**** Excerpt to read ****

Sunday, November 23, 2008

Capstone Building Detail

4.5" x 5.5"
Watercolor on Strathmore 140 lb cold press paper


Let's pick this apart, shall we???

First lesson learned: Architectural detail is not an appropriate subject to render in watercolor. It's like using a hammer to drive in a screw. Wrong subject for the medium. Sigh.

Second lesson learned: Don't shake up the friskit. I shook it to get the color to blend with the latex so it would show on the white paper. The shaking caused bubbles and when applied caused little bubbles on the paper. When they popped, it threw out tiny little threads of friskit where I didn't want them to be. I didn't realize it at the time because they were so microscopic. The result was little white tumors on the white capstones. I opted to not fix them because I figured the fix would look worse than the tumors.

Third lesson learned: When washing in the background sky, get it all over the area. I missed a small sliver of sky on the right side and tried to go back and fix it. I got a bloom for my effort. I wanted to add some purple to the sky. I saw that done in a WC video and thought it was cool. I don't have purple paint, so I added a touch of red and smeared it in. It looked OK when wet, but when it dried the purple color migrated to the edges of the space and ended up looking funny.

Fourth lesson learned: The first wash on the building should have been much lighter. I realized that AFTER I had added a bunch of detail. The light is coming from the left, so that face of the building should be much lighter. I fought with the right, or front, of the building trying to make it darker without messing up the details.

Fifth lesson learned: The pencil sketch should have been darker. When I washed in the building color, much of the sketch washed away with it. I was flying blind on where some of the brickwork detail should go. After I finished the painting I realized I mistook the face of the brick for the side of the brick simply because I could only see a few of the sketching lines. I ended up with only two vertical bricks under the front arch and there should have been four. Sigh.

**** Material shown ****

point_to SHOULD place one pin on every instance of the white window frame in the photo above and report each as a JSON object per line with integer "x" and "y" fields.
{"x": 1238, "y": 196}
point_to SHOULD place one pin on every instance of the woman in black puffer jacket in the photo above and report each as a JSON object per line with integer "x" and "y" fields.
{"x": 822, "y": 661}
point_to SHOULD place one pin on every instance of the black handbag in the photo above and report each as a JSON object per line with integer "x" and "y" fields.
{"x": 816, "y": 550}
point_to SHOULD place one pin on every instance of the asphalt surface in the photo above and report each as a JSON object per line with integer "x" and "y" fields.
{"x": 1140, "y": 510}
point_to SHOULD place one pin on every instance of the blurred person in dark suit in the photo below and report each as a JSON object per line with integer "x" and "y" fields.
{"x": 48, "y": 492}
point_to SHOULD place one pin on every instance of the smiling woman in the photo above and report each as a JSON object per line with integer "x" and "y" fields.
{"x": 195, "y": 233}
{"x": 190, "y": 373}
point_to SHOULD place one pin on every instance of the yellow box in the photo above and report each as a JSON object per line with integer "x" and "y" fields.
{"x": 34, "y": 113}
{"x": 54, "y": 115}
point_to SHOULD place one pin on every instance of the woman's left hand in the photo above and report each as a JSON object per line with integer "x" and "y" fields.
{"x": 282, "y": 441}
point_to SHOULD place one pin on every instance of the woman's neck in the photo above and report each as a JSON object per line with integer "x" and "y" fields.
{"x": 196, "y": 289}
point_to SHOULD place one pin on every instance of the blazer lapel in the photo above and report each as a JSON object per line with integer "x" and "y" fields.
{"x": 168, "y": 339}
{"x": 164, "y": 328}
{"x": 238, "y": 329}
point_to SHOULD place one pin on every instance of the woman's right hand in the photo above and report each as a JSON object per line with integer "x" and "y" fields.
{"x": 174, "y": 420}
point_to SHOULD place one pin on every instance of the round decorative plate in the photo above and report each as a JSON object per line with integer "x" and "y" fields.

****

Task description
Continue the blog post about the lessons learned from the Capstone Building Detail watercolor, starting right after its last sentence.

Answer
Sixth lesson learned: I need one of those micro-fine liner brushes. My smallest brush is too wide.

Seventh lesson learned: I started out painting all the shadows blue, then had a brain fart and switched to brown shadows. I have no explanation for this.

Things that went right:

1.) The sky looks cool because it is blue and purple. I lifted out the clouds with a tissue and was pleased with the result. They're rather horizontal overall, a little variation would have been better.

2.) The shading and shadows on the capstones look great. I couldn't be more pleased with them.

3.) The blue shadows on the front face came out great. They might could be a little darker, but I'm pleased with the effect.

4.) I lifted out a highlight. I had painted part of the protruding brickwork dark where it should have been light. I was able to lift the dark paint off and fix it. This was the first time this trick has worked for me. It might have something to do with the quality of the paper I used this time. I see another place I should have done this to also, but I'm not going to try to fix it.

5.) The little tiny brown tic marks on the edges/corners of the columns give the impression of individual bricks. Cool. Made a mark on one by accident and liked the way it looked, so I did it all down the length of the column.